• **THE TASK**: Rescale the items from the line holding "target | storefront window" through the end of the items, inclusive, and give only those lines again, requests included. Multiply every coordinate in the answers by 0.55 and round to whole numbers, with halves rounded up.

· · · · · · ·

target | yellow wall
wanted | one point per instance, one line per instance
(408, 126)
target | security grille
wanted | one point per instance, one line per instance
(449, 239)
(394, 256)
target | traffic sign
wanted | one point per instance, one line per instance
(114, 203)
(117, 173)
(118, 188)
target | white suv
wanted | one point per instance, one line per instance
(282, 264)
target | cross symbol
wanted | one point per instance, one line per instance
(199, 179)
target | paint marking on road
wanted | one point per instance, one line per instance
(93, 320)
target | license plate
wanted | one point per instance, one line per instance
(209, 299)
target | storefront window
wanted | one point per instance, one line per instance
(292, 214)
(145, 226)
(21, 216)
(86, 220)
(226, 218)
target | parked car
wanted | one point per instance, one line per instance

· · · · · · ·

• **SOLUTION FOR THIS TASK**:
target | storefront window
wanted | one point per instance, one line per instance
(161, 118)
(80, 124)
(12, 119)
(47, 121)
(124, 120)
target | parked car
wanted | one point per instance, one line per instance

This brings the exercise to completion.